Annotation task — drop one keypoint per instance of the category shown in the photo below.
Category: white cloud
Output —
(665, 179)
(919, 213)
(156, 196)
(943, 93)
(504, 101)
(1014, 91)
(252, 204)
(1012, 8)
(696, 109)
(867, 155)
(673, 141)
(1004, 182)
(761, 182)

....

Work order: Give back all the records above exactly. Keep every word.

Solution below:
Annotation task — drop one keypoint per instance of the category shown in the photo below.
Category: white cloud
Output —
(665, 179)
(919, 213)
(156, 196)
(943, 93)
(504, 101)
(1014, 91)
(252, 204)
(1012, 8)
(696, 109)
(867, 155)
(673, 141)
(1004, 182)
(761, 182)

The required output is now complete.